▶ _Request_
Quote every line as given.

▶ _Data provided_
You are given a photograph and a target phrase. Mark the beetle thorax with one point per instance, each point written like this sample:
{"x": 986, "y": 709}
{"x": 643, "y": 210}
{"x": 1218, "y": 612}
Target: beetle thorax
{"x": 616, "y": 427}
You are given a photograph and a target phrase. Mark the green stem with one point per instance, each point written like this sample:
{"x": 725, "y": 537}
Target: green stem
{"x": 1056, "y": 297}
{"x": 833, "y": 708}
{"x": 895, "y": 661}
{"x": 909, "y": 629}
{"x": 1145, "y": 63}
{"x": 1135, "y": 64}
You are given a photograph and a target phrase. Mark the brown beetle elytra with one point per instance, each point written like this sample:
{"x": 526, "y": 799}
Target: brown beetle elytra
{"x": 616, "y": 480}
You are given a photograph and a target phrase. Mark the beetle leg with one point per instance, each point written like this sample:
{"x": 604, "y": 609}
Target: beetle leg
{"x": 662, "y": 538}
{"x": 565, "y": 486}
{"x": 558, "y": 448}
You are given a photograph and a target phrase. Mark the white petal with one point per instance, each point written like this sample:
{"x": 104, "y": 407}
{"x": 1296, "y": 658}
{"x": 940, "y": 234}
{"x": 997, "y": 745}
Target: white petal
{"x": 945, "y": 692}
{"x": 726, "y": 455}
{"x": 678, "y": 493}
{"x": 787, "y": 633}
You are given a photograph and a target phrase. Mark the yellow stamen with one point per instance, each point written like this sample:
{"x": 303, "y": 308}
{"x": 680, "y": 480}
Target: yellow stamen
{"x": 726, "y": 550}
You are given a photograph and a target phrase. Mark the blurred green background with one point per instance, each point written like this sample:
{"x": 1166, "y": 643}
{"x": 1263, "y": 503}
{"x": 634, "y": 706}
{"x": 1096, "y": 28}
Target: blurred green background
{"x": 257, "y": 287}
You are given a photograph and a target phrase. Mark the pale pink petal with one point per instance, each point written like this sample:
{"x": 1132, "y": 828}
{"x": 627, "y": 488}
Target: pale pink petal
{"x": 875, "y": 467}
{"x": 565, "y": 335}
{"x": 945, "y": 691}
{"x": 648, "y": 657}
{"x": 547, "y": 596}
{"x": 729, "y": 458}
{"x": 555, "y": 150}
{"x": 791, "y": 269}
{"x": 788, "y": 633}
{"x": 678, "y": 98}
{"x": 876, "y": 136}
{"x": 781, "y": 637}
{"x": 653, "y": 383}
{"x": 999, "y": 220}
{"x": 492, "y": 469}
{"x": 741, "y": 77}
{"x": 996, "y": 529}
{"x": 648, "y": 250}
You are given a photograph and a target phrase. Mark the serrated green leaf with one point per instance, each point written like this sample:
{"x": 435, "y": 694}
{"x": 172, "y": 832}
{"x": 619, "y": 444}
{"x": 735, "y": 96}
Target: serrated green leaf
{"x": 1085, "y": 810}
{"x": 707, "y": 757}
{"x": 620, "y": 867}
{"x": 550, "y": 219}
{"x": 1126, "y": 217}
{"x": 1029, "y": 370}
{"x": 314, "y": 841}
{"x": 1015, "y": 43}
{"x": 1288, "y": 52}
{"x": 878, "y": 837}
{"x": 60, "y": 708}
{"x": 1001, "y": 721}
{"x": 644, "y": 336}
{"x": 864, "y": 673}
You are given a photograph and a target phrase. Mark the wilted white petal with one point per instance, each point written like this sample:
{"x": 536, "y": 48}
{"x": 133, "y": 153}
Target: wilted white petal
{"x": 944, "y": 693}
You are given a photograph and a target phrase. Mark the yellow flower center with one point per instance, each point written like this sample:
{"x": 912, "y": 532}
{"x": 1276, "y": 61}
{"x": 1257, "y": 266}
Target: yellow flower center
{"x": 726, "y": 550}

▶ _Task result_
You are given a photograph and a target phrase. Mark the beetle thorax with one point per instance, each point written like this sample:
{"x": 986, "y": 709}
{"x": 643, "y": 210}
{"x": 1218, "y": 612}
Target: beetle thorax
{"x": 616, "y": 427}
You are given a photograph and a target phrase. Mark the green stem with one point per instance, each point written like this sample:
{"x": 725, "y": 537}
Target: green stem
{"x": 1056, "y": 297}
{"x": 833, "y": 708}
{"x": 895, "y": 661}
{"x": 909, "y": 629}
{"x": 1145, "y": 63}
{"x": 1135, "y": 64}
You are given a photograph and a target phrase. Mark the brown beetle elytra with one point per instance, each point written like this sample:
{"x": 526, "y": 799}
Target: brown beetle elytra
{"x": 616, "y": 480}
You are given a photograph and a target phrase. Mark the beetle leg with one point per instance, each point written like this sample:
{"x": 604, "y": 609}
Target: beetle leg
{"x": 662, "y": 538}
{"x": 565, "y": 486}
{"x": 558, "y": 448}
You are given a photograph and a target phrase. Mark the white petal with one point per instance, each point written like this sample:
{"x": 104, "y": 407}
{"x": 1296, "y": 658}
{"x": 940, "y": 234}
{"x": 997, "y": 745}
Target: white petal
{"x": 945, "y": 692}
{"x": 726, "y": 455}
{"x": 678, "y": 493}
{"x": 787, "y": 633}
You are given a photograph and a target phrase. Mark the yellow stamen with one point per instance, each point written like this sample:
{"x": 303, "y": 308}
{"x": 680, "y": 480}
Target: yellow stamen
{"x": 726, "y": 550}
You are given a photograph and a target phrase. Mark the blurred green background with one point per instance, each point written like this sample:
{"x": 1166, "y": 643}
{"x": 1263, "y": 503}
{"x": 634, "y": 706}
{"x": 1096, "y": 28}
Target: blurred green background
{"x": 257, "y": 287}
You are given a photograph and a target phrase. Mark the pale pink petal with one point per instance, each point written like this sample:
{"x": 1132, "y": 828}
{"x": 627, "y": 488}
Target: pale pink petal
{"x": 875, "y": 467}
{"x": 565, "y": 335}
{"x": 945, "y": 691}
{"x": 648, "y": 657}
{"x": 547, "y": 596}
{"x": 729, "y": 458}
{"x": 555, "y": 150}
{"x": 791, "y": 269}
{"x": 788, "y": 633}
{"x": 678, "y": 98}
{"x": 876, "y": 136}
{"x": 781, "y": 637}
{"x": 653, "y": 383}
{"x": 999, "y": 220}
{"x": 492, "y": 469}
{"x": 741, "y": 77}
{"x": 996, "y": 529}
{"x": 648, "y": 250}
You are given a photograph and a target phrase. Mark the serrated green leaf with one point per instance, each point written like this sample:
{"x": 435, "y": 694}
{"x": 172, "y": 832}
{"x": 619, "y": 444}
{"x": 735, "y": 96}
Target: serrated green leaf
{"x": 1085, "y": 810}
{"x": 707, "y": 757}
{"x": 620, "y": 867}
{"x": 550, "y": 219}
{"x": 1126, "y": 217}
{"x": 1029, "y": 370}
{"x": 314, "y": 841}
{"x": 1015, "y": 43}
{"x": 1288, "y": 52}
{"x": 878, "y": 837}
{"x": 60, "y": 708}
{"x": 1001, "y": 721}
{"x": 644, "y": 336}
{"x": 864, "y": 673}
You are given a photograph and a target phrase. Mark the wilted white petal with one point per instance, each point written like this sample:
{"x": 536, "y": 48}
{"x": 133, "y": 153}
Target: wilted white petal
{"x": 944, "y": 693}
You are given a photograph and a target phrase. Mark the yellow flower center with one point per instance, each point written like this sample:
{"x": 912, "y": 532}
{"x": 1276, "y": 61}
{"x": 1257, "y": 266}
Target: yellow flower center
{"x": 726, "y": 550}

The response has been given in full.